## What you need to do
Would you restate, exactly as they appear, the lines from the one containing "Habitat-count request: mark the concrete" through the end of the data below?

------ Data for this exercise

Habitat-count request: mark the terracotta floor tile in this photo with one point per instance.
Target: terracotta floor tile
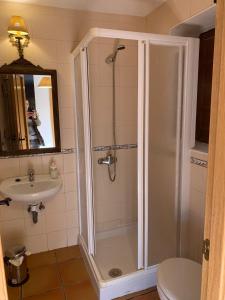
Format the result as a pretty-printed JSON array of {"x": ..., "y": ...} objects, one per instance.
[
  {"x": 150, "y": 296},
  {"x": 52, "y": 295},
  {"x": 41, "y": 280},
  {"x": 41, "y": 259},
  {"x": 73, "y": 271},
  {"x": 67, "y": 253},
  {"x": 82, "y": 291}
]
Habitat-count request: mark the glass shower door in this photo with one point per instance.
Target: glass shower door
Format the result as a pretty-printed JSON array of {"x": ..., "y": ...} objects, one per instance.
[{"x": 164, "y": 93}]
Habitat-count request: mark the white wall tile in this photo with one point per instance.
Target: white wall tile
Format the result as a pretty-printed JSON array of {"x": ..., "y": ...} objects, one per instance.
[
  {"x": 69, "y": 182},
  {"x": 36, "y": 243},
  {"x": 57, "y": 239},
  {"x": 71, "y": 201},
  {"x": 69, "y": 163},
  {"x": 72, "y": 219},
  {"x": 55, "y": 222},
  {"x": 55, "y": 205},
  {"x": 35, "y": 229},
  {"x": 72, "y": 236},
  {"x": 12, "y": 212},
  {"x": 30, "y": 162}
]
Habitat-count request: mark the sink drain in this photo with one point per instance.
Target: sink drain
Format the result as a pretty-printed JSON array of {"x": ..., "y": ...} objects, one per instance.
[{"x": 115, "y": 272}]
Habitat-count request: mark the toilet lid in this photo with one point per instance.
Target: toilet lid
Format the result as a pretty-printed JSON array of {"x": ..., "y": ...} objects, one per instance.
[{"x": 180, "y": 279}]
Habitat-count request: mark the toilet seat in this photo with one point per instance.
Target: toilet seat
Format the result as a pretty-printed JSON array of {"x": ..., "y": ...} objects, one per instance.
[{"x": 179, "y": 279}]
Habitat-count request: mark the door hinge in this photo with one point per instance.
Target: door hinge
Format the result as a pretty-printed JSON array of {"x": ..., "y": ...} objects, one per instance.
[{"x": 206, "y": 248}]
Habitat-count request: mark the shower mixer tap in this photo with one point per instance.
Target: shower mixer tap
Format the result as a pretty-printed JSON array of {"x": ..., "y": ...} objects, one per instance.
[{"x": 108, "y": 160}]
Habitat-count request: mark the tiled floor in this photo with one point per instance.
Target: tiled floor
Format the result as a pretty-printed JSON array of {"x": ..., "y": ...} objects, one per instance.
[
  {"x": 56, "y": 275},
  {"x": 61, "y": 275},
  {"x": 150, "y": 294}
]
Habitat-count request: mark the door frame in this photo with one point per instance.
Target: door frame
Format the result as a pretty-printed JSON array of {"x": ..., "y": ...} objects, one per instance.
[{"x": 213, "y": 279}]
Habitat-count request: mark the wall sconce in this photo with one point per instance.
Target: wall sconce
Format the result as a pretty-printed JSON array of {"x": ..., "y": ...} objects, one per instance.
[{"x": 18, "y": 34}]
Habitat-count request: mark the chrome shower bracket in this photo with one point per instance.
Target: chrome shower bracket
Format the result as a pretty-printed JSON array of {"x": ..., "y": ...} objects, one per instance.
[{"x": 34, "y": 209}]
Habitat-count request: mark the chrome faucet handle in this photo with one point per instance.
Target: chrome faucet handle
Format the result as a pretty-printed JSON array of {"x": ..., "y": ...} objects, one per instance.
[{"x": 30, "y": 173}]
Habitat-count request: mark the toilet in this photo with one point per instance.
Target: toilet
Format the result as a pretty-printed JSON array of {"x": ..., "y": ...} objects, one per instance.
[{"x": 179, "y": 279}]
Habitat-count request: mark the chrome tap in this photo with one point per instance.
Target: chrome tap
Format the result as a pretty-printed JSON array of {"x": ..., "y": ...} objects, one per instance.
[
  {"x": 108, "y": 160},
  {"x": 30, "y": 174}
]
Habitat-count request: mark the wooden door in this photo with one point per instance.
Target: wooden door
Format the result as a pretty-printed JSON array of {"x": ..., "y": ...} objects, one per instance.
[
  {"x": 3, "y": 287},
  {"x": 213, "y": 276}
]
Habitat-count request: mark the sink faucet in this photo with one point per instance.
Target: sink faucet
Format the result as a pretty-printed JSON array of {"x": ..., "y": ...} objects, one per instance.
[{"x": 30, "y": 174}]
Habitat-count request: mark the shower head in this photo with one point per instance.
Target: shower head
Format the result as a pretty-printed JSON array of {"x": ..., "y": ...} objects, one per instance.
[{"x": 112, "y": 57}]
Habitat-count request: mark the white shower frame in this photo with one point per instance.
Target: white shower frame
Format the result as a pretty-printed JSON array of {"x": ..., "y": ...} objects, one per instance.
[{"x": 145, "y": 276}]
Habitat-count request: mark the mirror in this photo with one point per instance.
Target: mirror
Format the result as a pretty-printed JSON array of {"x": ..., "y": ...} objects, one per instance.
[{"x": 29, "y": 119}]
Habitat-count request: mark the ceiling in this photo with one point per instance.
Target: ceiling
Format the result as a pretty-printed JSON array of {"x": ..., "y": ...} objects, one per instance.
[{"x": 127, "y": 7}]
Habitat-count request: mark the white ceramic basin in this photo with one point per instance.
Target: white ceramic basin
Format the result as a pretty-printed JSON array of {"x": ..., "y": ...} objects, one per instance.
[{"x": 21, "y": 189}]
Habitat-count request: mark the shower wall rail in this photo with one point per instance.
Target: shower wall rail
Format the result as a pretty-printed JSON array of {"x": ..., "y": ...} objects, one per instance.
[
  {"x": 115, "y": 147},
  {"x": 187, "y": 94}
]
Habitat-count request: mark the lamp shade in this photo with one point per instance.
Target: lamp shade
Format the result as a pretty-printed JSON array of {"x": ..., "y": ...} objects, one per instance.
[
  {"x": 17, "y": 26},
  {"x": 45, "y": 82}
]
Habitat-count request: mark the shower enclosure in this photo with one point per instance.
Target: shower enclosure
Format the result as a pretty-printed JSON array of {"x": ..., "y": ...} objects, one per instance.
[{"x": 135, "y": 110}]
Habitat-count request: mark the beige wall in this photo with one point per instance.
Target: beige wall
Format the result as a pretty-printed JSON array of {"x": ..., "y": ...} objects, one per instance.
[
  {"x": 196, "y": 212},
  {"x": 172, "y": 12},
  {"x": 54, "y": 33}
]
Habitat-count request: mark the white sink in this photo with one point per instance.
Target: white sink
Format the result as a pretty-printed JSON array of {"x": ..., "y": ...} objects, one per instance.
[{"x": 21, "y": 189}]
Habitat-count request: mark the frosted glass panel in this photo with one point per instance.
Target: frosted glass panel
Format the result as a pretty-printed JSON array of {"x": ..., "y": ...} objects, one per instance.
[
  {"x": 80, "y": 146},
  {"x": 163, "y": 135},
  {"x": 113, "y": 75}
]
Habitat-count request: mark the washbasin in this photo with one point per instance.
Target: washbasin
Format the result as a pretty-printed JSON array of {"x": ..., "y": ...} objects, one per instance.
[{"x": 21, "y": 189}]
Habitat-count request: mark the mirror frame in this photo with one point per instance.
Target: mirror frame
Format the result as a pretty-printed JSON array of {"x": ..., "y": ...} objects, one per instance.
[{"x": 23, "y": 66}]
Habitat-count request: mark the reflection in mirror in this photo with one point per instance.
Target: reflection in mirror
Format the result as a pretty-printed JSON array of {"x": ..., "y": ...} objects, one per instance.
[{"x": 26, "y": 112}]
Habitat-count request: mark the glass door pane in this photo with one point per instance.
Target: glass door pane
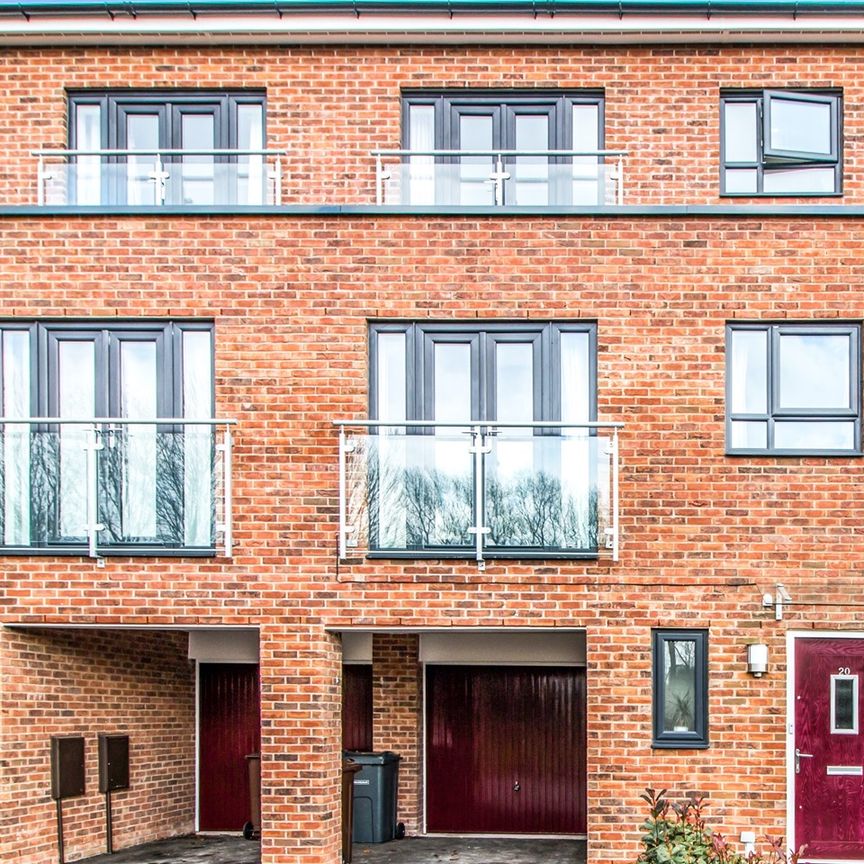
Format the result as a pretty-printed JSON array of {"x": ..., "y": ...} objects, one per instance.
[
  {"x": 198, "y": 441},
  {"x": 87, "y": 176},
  {"x": 476, "y": 132},
  {"x": 517, "y": 499},
  {"x": 143, "y": 183},
  {"x": 530, "y": 174},
  {"x": 76, "y": 398},
  {"x": 251, "y": 176},
  {"x": 15, "y": 469},
  {"x": 136, "y": 472},
  {"x": 588, "y": 185},
  {"x": 197, "y": 182}
]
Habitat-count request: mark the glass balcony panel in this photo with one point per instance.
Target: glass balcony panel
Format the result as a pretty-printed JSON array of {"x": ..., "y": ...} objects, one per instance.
[
  {"x": 547, "y": 492},
  {"x": 159, "y": 487},
  {"x": 533, "y": 180},
  {"x": 410, "y": 492},
  {"x": 137, "y": 181}
]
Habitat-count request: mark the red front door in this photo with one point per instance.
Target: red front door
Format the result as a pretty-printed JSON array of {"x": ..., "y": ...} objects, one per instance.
[
  {"x": 828, "y": 750},
  {"x": 229, "y": 728},
  {"x": 505, "y": 750}
]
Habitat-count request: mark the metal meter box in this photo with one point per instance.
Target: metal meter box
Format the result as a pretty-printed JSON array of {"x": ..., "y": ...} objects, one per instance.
[
  {"x": 113, "y": 762},
  {"x": 67, "y": 766}
]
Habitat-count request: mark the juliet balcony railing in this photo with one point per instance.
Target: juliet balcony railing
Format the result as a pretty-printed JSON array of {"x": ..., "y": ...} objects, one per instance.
[
  {"x": 138, "y": 178},
  {"x": 101, "y": 485},
  {"x": 499, "y": 177},
  {"x": 427, "y": 489}
]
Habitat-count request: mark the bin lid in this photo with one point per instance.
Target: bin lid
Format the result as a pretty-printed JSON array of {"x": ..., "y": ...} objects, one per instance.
[{"x": 383, "y": 758}]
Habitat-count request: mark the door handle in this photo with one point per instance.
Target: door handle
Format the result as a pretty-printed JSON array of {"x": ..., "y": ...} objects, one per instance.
[{"x": 798, "y": 757}]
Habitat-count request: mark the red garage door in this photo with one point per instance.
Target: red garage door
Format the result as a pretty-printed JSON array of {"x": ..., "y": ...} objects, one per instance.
[
  {"x": 229, "y": 729},
  {"x": 505, "y": 749}
]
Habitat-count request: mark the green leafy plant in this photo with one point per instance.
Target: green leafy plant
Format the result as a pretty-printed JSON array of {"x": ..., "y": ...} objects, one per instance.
[{"x": 676, "y": 833}]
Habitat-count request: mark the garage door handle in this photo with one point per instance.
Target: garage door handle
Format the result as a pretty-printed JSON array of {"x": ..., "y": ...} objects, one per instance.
[{"x": 798, "y": 757}]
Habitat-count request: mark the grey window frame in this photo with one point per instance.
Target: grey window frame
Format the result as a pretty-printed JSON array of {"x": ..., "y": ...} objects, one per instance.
[
  {"x": 504, "y": 106},
  {"x": 420, "y": 336},
  {"x": 662, "y": 739},
  {"x": 775, "y": 331},
  {"x": 169, "y": 105},
  {"x": 768, "y": 159}
]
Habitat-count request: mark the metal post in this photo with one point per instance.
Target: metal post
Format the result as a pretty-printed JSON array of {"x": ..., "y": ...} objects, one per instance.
[
  {"x": 93, "y": 446},
  {"x": 109, "y": 830},
  {"x": 60, "y": 846},
  {"x": 478, "y": 448},
  {"x": 615, "y": 512},
  {"x": 379, "y": 180},
  {"x": 620, "y": 181},
  {"x": 343, "y": 531},
  {"x": 40, "y": 181},
  {"x": 228, "y": 491}
]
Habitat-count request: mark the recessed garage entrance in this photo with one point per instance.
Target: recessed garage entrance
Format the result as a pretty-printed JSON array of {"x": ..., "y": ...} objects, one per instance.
[{"x": 505, "y": 749}]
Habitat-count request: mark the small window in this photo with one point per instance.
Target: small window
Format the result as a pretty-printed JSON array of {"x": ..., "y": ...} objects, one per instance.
[
  {"x": 793, "y": 388},
  {"x": 780, "y": 142},
  {"x": 680, "y": 688},
  {"x": 844, "y": 704}
]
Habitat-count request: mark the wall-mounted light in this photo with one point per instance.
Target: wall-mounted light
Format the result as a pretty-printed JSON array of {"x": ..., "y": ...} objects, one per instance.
[{"x": 757, "y": 659}]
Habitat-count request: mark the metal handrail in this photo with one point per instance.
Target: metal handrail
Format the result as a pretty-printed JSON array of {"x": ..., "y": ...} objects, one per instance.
[
  {"x": 159, "y": 151},
  {"x": 145, "y": 421},
  {"x": 486, "y": 424},
  {"x": 498, "y": 153}
]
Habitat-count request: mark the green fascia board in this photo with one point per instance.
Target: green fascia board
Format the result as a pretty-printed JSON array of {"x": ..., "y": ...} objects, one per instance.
[{"x": 537, "y": 7}]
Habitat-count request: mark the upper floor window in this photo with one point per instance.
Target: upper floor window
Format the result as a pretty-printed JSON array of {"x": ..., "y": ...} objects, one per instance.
[
  {"x": 178, "y": 136},
  {"x": 515, "y": 147},
  {"x": 486, "y": 466},
  {"x": 793, "y": 388},
  {"x": 126, "y": 482},
  {"x": 780, "y": 142}
]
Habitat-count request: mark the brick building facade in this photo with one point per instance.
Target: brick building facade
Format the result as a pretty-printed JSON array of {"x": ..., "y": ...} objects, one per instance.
[{"x": 106, "y": 628}]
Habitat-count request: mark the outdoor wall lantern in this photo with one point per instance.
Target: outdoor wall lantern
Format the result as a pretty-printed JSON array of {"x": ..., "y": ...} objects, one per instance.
[{"x": 757, "y": 659}]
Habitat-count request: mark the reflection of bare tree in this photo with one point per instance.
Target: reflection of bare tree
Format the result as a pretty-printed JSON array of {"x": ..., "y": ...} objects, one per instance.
[
  {"x": 410, "y": 505},
  {"x": 530, "y": 510}
]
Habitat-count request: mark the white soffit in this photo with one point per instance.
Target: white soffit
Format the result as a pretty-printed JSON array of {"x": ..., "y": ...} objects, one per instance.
[
  {"x": 534, "y": 649},
  {"x": 223, "y": 646},
  {"x": 426, "y": 28}
]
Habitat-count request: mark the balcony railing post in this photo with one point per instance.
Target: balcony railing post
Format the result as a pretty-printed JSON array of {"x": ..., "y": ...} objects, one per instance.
[
  {"x": 615, "y": 528},
  {"x": 379, "y": 180},
  {"x": 92, "y": 446},
  {"x": 479, "y": 449},
  {"x": 620, "y": 189},
  {"x": 343, "y": 497},
  {"x": 41, "y": 177}
]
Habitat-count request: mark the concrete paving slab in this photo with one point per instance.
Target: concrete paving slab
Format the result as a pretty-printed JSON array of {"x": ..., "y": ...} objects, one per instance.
[
  {"x": 194, "y": 849},
  {"x": 471, "y": 850}
]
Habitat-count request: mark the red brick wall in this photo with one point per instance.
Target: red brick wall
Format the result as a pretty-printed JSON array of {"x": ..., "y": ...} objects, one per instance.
[
  {"x": 330, "y": 106},
  {"x": 83, "y": 682},
  {"x": 397, "y": 700}
]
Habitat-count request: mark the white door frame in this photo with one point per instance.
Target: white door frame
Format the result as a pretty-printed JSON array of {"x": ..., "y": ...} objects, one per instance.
[{"x": 791, "y": 636}]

------------

## The result
Habitat-count request: mark the concrete paving slab in this photo with one point per instance.
Target: concrete paving slab
Format the result as a pretty-printed JSON array of {"x": ..., "y": ...} objects, one per instance.
[
  {"x": 194, "y": 849},
  {"x": 471, "y": 850}
]
Habitat-count request: mark the red brick wall in this photo with one point per instance.
Target: red brick wall
Format the result as a pretty-printed JSON array of {"x": ..., "y": ...} objects, one per instance.
[
  {"x": 330, "y": 106},
  {"x": 83, "y": 682},
  {"x": 397, "y": 700}
]
Habitat-count request: mark the white door frame in this photo with one point per instance.
Target: white door frame
Format the result as a pretty-printed JSON array of {"x": ..., "y": ...} objects, one per instance.
[{"x": 791, "y": 636}]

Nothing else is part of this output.